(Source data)
★ ★ ★ ★

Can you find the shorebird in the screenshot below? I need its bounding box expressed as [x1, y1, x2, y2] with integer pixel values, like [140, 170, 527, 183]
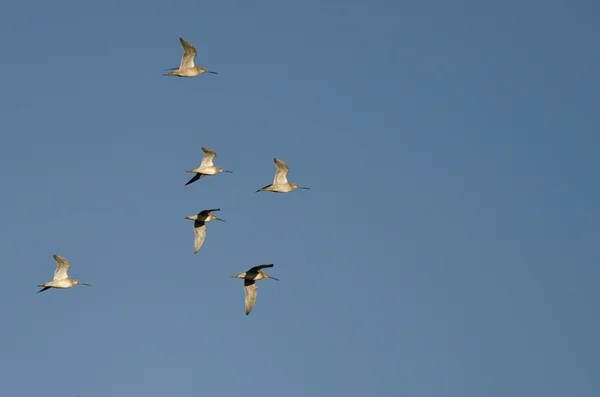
[185, 208, 225, 254]
[185, 147, 232, 186]
[163, 37, 217, 77]
[37, 254, 91, 293]
[256, 158, 309, 193]
[232, 264, 279, 315]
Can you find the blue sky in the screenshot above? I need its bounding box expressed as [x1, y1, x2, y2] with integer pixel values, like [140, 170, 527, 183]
[0, 0, 598, 396]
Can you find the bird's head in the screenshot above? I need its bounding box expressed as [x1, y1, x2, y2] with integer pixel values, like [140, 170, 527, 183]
[261, 272, 279, 281]
[210, 214, 225, 222]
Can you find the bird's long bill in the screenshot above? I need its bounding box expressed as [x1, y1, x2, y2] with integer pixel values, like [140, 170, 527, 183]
[204, 69, 218, 74]
[214, 217, 225, 222]
[269, 276, 280, 281]
[297, 185, 310, 190]
[79, 282, 91, 286]
[223, 169, 233, 173]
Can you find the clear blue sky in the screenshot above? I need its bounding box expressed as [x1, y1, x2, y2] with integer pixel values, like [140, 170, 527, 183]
[0, 1, 598, 396]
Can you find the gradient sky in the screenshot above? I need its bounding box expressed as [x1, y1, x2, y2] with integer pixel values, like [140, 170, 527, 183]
[0, 1, 598, 396]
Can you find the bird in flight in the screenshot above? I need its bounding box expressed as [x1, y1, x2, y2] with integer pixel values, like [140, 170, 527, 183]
[256, 158, 309, 193]
[232, 264, 279, 315]
[185, 208, 225, 254]
[37, 254, 91, 293]
[185, 147, 232, 186]
[163, 37, 218, 77]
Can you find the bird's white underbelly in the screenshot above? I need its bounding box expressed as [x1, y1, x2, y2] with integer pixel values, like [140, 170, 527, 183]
[51, 279, 73, 288]
[179, 68, 200, 77]
[272, 184, 292, 192]
[198, 166, 218, 175]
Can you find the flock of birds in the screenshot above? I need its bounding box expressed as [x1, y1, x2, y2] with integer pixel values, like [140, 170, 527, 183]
[37, 37, 309, 316]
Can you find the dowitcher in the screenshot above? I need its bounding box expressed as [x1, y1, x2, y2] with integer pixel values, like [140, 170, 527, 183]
[185, 147, 232, 186]
[163, 37, 217, 77]
[185, 208, 225, 254]
[232, 264, 279, 315]
[256, 158, 309, 193]
[37, 254, 91, 293]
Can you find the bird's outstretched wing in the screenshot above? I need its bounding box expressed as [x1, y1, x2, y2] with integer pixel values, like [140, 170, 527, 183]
[255, 184, 272, 193]
[199, 208, 220, 216]
[244, 280, 258, 315]
[179, 37, 197, 69]
[53, 254, 71, 281]
[200, 147, 217, 168]
[248, 264, 274, 273]
[185, 173, 205, 186]
[273, 158, 290, 184]
[193, 222, 207, 254]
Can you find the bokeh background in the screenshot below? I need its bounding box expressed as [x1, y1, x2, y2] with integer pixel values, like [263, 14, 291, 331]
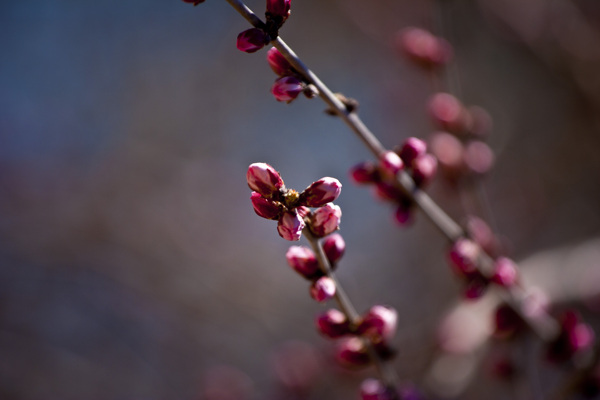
[1, 0, 600, 399]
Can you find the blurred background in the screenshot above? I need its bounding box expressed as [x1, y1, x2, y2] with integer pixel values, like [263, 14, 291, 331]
[1, 0, 599, 399]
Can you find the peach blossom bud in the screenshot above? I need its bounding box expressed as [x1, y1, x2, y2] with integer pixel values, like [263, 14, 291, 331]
[448, 238, 480, 277]
[360, 379, 395, 400]
[247, 162, 284, 198]
[309, 203, 341, 237]
[429, 93, 470, 133]
[310, 276, 336, 302]
[357, 305, 398, 342]
[315, 309, 350, 338]
[182, 0, 205, 5]
[336, 337, 370, 367]
[397, 27, 452, 68]
[349, 161, 380, 184]
[379, 151, 404, 179]
[286, 246, 321, 280]
[301, 177, 342, 207]
[266, 0, 291, 20]
[277, 210, 305, 241]
[271, 76, 304, 102]
[396, 137, 427, 165]
[491, 257, 518, 287]
[411, 153, 437, 187]
[266, 47, 293, 76]
[429, 132, 465, 179]
[250, 192, 282, 220]
[322, 233, 345, 265]
[236, 28, 269, 53]
[464, 140, 494, 175]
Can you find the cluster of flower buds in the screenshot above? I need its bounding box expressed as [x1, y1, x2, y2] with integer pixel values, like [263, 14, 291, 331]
[349, 137, 437, 225]
[286, 233, 345, 302]
[266, 47, 316, 103]
[427, 95, 495, 182]
[247, 162, 342, 241]
[235, 0, 291, 54]
[447, 237, 518, 300]
[316, 305, 398, 369]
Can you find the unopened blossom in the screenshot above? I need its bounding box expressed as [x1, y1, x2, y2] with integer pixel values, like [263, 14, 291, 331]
[315, 308, 351, 338]
[360, 379, 395, 400]
[396, 137, 427, 165]
[428, 93, 470, 134]
[547, 310, 595, 362]
[464, 140, 494, 175]
[336, 337, 370, 367]
[397, 27, 452, 68]
[301, 177, 342, 207]
[247, 162, 284, 198]
[394, 201, 414, 226]
[266, 47, 293, 76]
[250, 192, 282, 220]
[277, 210, 305, 241]
[379, 151, 404, 179]
[448, 238, 480, 277]
[322, 233, 345, 265]
[357, 305, 398, 342]
[429, 132, 465, 179]
[410, 153, 437, 187]
[349, 161, 380, 184]
[266, 0, 291, 20]
[491, 257, 518, 287]
[271, 76, 304, 102]
[182, 0, 205, 5]
[236, 28, 269, 53]
[309, 203, 341, 237]
[310, 276, 336, 302]
[462, 275, 488, 300]
[286, 246, 321, 279]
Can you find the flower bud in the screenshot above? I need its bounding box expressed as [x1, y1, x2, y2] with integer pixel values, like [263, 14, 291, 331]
[301, 177, 342, 207]
[247, 162, 284, 198]
[396, 137, 427, 165]
[266, 0, 291, 20]
[182, 0, 205, 5]
[349, 161, 380, 184]
[336, 337, 370, 367]
[322, 233, 345, 265]
[379, 151, 404, 179]
[429, 131, 465, 180]
[464, 140, 494, 175]
[491, 257, 518, 287]
[462, 275, 488, 300]
[309, 203, 341, 237]
[357, 305, 398, 342]
[411, 153, 437, 187]
[448, 238, 480, 277]
[250, 192, 282, 220]
[310, 276, 336, 302]
[397, 27, 452, 68]
[286, 246, 321, 280]
[466, 215, 498, 256]
[394, 201, 414, 226]
[266, 47, 293, 76]
[277, 210, 305, 241]
[360, 379, 395, 400]
[236, 28, 269, 53]
[428, 93, 470, 134]
[494, 303, 524, 338]
[315, 309, 351, 338]
[373, 182, 403, 202]
[271, 76, 304, 103]
[547, 310, 595, 362]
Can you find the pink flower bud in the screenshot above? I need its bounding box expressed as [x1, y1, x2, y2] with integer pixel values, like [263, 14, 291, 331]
[494, 303, 524, 338]
[349, 161, 380, 184]
[429, 132, 465, 179]
[464, 140, 494, 175]
[250, 192, 282, 220]
[247, 162, 284, 198]
[397, 27, 452, 68]
[547, 310, 595, 362]
[373, 182, 403, 202]
[428, 93, 470, 134]
[236, 28, 269, 53]
[301, 177, 342, 207]
[396, 137, 427, 165]
[277, 211, 305, 241]
[466, 215, 498, 256]
[315, 309, 350, 338]
[462, 275, 488, 300]
[309, 203, 341, 237]
[360, 379, 395, 400]
[286, 246, 321, 280]
[322, 233, 345, 265]
[266, 0, 291, 20]
[357, 305, 398, 342]
[336, 337, 370, 367]
[448, 238, 480, 277]
[310, 276, 336, 302]
[411, 153, 437, 187]
[379, 151, 404, 179]
[266, 47, 293, 76]
[491, 257, 518, 287]
[394, 201, 414, 226]
[271, 76, 304, 102]
[182, 0, 205, 5]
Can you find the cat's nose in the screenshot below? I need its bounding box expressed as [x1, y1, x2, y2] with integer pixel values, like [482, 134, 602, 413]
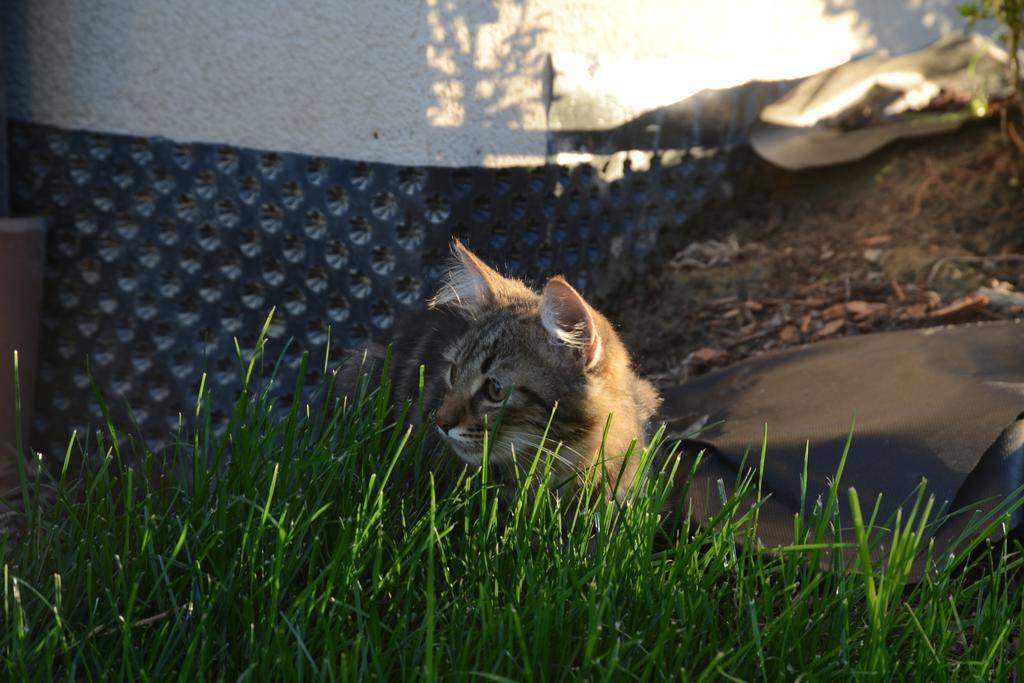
[435, 415, 456, 434]
[436, 395, 464, 434]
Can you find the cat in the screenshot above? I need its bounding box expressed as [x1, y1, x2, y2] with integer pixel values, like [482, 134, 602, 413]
[339, 241, 660, 499]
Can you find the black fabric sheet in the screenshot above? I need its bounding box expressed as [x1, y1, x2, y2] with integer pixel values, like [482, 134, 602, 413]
[657, 320, 1024, 562]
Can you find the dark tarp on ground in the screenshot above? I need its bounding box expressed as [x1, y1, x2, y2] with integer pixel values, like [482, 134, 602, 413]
[656, 319, 1024, 569]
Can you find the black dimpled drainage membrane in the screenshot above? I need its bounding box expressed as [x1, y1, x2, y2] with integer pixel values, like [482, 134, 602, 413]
[8, 121, 729, 458]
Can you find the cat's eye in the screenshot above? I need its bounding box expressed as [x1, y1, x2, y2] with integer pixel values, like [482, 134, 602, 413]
[484, 377, 509, 403]
[446, 363, 456, 387]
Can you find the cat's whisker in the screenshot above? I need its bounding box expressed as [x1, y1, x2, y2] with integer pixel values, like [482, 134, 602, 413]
[506, 437, 590, 478]
[497, 432, 598, 475]
[507, 429, 647, 467]
[491, 442, 547, 498]
[500, 431, 590, 464]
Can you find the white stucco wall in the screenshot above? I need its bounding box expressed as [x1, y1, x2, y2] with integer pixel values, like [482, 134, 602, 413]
[4, 0, 977, 167]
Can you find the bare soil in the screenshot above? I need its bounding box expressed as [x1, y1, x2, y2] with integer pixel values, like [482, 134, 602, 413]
[608, 120, 1024, 385]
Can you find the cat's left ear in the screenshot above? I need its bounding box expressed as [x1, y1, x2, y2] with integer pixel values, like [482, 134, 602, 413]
[428, 240, 506, 315]
[540, 276, 602, 370]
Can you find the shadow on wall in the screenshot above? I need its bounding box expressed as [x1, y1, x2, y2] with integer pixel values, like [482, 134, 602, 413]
[423, 0, 550, 164]
[417, 0, 985, 164]
[549, 79, 800, 156]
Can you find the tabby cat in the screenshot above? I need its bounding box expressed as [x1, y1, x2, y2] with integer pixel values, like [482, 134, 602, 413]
[341, 241, 660, 498]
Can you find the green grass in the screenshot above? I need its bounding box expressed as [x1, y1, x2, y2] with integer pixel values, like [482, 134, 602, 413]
[3, 325, 1024, 680]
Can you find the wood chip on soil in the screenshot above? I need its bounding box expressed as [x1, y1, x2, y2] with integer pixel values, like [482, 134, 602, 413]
[814, 318, 846, 339]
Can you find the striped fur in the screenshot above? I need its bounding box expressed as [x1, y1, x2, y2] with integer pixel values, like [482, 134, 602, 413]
[338, 241, 660, 498]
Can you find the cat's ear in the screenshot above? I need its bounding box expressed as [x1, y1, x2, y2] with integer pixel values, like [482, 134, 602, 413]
[540, 276, 602, 370]
[428, 240, 506, 314]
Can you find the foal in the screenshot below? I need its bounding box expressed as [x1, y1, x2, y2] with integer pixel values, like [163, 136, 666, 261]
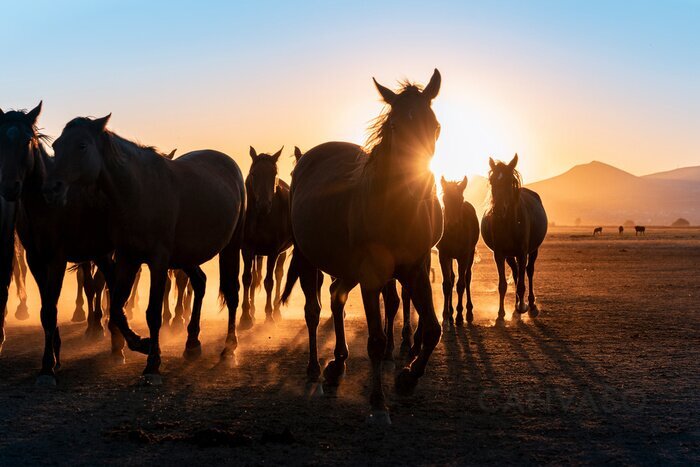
[438, 176, 479, 325]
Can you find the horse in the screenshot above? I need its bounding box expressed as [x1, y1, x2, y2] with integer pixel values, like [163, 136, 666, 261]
[635, 226, 646, 236]
[44, 114, 245, 383]
[12, 234, 29, 320]
[126, 267, 193, 331]
[0, 103, 116, 383]
[593, 227, 602, 236]
[619, 225, 624, 235]
[239, 146, 292, 328]
[72, 262, 108, 339]
[283, 69, 443, 423]
[481, 154, 548, 321]
[437, 176, 479, 326]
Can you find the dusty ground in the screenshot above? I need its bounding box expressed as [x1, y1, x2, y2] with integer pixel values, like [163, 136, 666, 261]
[0, 227, 698, 465]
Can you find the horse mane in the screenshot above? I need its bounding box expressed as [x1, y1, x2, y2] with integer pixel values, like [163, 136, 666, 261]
[364, 81, 425, 157]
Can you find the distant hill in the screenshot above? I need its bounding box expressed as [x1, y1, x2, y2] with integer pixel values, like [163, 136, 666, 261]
[643, 166, 700, 182]
[524, 161, 700, 225]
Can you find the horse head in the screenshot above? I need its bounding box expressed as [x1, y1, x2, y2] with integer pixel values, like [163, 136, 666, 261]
[247, 146, 283, 216]
[0, 102, 44, 201]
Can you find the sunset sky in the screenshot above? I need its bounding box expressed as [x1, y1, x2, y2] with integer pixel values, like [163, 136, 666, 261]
[2, 1, 698, 183]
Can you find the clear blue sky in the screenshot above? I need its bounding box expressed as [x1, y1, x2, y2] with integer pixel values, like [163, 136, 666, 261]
[2, 0, 698, 181]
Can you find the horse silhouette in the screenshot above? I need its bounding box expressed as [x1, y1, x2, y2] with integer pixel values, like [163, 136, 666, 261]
[635, 226, 646, 236]
[481, 154, 548, 320]
[593, 227, 602, 236]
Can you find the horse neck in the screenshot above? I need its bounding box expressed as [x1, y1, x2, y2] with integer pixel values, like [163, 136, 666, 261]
[97, 140, 151, 219]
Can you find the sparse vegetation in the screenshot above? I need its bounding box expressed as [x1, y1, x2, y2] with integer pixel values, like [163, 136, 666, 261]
[672, 218, 690, 227]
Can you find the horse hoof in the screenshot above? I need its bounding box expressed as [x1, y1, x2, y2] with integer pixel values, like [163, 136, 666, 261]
[140, 373, 162, 386]
[395, 368, 418, 396]
[322, 382, 339, 397]
[71, 310, 86, 322]
[169, 320, 186, 335]
[528, 306, 539, 318]
[183, 343, 202, 360]
[110, 351, 126, 365]
[455, 314, 464, 327]
[35, 374, 57, 387]
[467, 311, 474, 324]
[322, 360, 346, 385]
[272, 310, 282, 321]
[305, 381, 324, 398]
[366, 411, 392, 426]
[517, 303, 529, 314]
[14, 308, 29, 321]
[238, 316, 254, 331]
[264, 315, 275, 325]
[382, 359, 396, 372]
[85, 327, 105, 341]
[219, 349, 237, 367]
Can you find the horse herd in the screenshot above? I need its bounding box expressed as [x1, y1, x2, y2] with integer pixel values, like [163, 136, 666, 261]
[0, 69, 548, 423]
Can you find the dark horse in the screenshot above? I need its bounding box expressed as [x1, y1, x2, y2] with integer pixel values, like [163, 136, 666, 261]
[438, 176, 479, 326]
[593, 226, 602, 236]
[285, 70, 443, 423]
[619, 225, 624, 235]
[45, 115, 245, 383]
[635, 225, 646, 236]
[239, 146, 292, 328]
[0, 103, 115, 384]
[481, 155, 547, 320]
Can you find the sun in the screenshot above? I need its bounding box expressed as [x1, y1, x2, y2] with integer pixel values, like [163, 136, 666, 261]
[429, 94, 533, 183]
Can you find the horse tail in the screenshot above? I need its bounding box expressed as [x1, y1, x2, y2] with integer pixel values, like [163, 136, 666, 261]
[218, 186, 246, 310]
[280, 247, 300, 305]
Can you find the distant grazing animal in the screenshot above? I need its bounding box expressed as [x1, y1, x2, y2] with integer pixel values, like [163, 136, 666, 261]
[593, 227, 602, 236]
[635, 225, 646, 236]
[619, 226, 624, 235]
[45, 114, 245, 384]
[481, 154, 548, 320]
[72, 262, 107, 339]
[438, 176, 479, 325]
[239, 146, 292, 328]
[0, 103, 115, 384]
[282, 69, 443, 424]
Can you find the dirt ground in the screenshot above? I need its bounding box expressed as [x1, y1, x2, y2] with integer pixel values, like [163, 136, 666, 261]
[0, 227, 698, 465]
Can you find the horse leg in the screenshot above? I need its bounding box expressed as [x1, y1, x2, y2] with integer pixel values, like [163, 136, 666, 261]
[172, 270, 189, 329]
[454, 257, 468, 326]
[439, 252, 454, 326]
[465, 251, 476, 324]
[300, 257, 322, 383]
[395, 260, 441, 398]
[107, 258, 147, 362]
[183, 266, 206, 360]
[0, 236, 13, 354]
[526, 249, 539, 317]
[13, 246, 28, 321]
[323, 277, 356, 390]
[31, 256, 66, 385]
[72, 264, 86, 322]
[251, 255, 263, 319]
[381, 279, 400, 367]
[218, 235, 242, 363]
[272, 250, 286, 320]
[91, 267, 106, 336]
[515, 254, 528, 314]
[495, 253, 507, 321]
[239, 249, 255, 330]
[361, 284, 390, 424]
[161, 270, 173, 332]
[83, 264, 102, 339]
[184, 281, 193, 324]
[141, 259, 168, 384]
[399, 285, 413, 355]
[263, 254, 276, 323]
[124, 267, 140, 320]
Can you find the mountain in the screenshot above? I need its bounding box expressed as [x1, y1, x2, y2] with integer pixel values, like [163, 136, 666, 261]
[525, 161, 700, 225]
[643, 166, 700, 182]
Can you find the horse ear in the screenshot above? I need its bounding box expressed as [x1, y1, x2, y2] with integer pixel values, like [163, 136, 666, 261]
[422, 69, 441, 101]
[458, 176, 468, 192]
[272, 146, 284, 162]
[440, 175, 447, 189]
[294, 146, 302, 161]
[508, 153, 518, 169]
[93, 114, 111, 132]
[0, 107, 4, 117]
[166, 149, 176, 159]
[373, 78, 397, 105]
[249, 146, 258, 159]
[489, 157, 497, 171]
[26, 101, 43, 125]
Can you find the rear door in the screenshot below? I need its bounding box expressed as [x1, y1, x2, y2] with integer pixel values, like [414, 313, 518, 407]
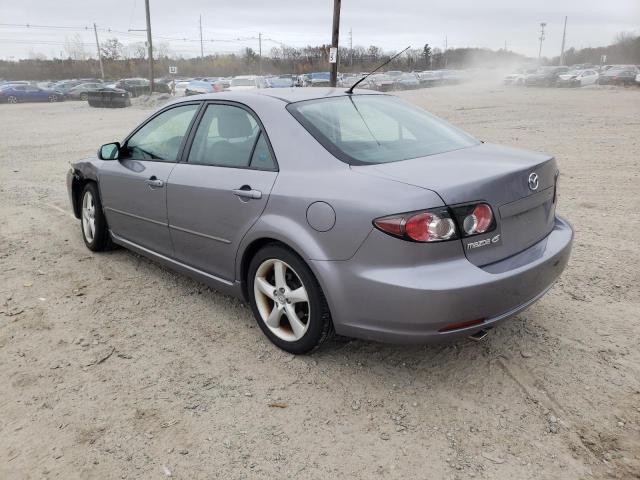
[99, 102, 200, 255]
[166, 102, 278, 281]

★ ★ ★ ★

Work to be completed: From the line containing "Can you find the mountain" through the final line of the records, write out each line exactly, and include no pictures.

Solution to the exercise:
Can you find the mountain in the screenshot above? I need its bounding box expressed as [x1, y1, x2, y2] with integer pixel values, like [163, 136, 666, 261]
[525, 161, 700, 225]
[643, 166, 700, 182]
Can you find the horse ear in the screenshot above? I need its bounding box expressed as [x1, y1, x2, y2] with integer pixel values, like [163, 136, 666, 261]
[422, 69, 441, 101]
[458, 176, 468, 192]
[272, 146, 284, 162]
[440, 175, 447, 189]
[294, 146, 302, 161]
[508, 153, 518, 169]
[93, 114, 111, 132]
[0, 107, 4, 117]
[166, 149, 176, 159]
[373, 78, 397, 105]
[249, 146, 258, 159]
[489, 157, 497, 171]
[26, 101, 43, 125]
Can you find the rear door in the screenshot below? I need its bounding box expressed as [x1, y1, x2, y2] with integer pixel values, like [414, 313, 518, 407]
[99, 102, 200, 255]
[166, 102, 278, 281]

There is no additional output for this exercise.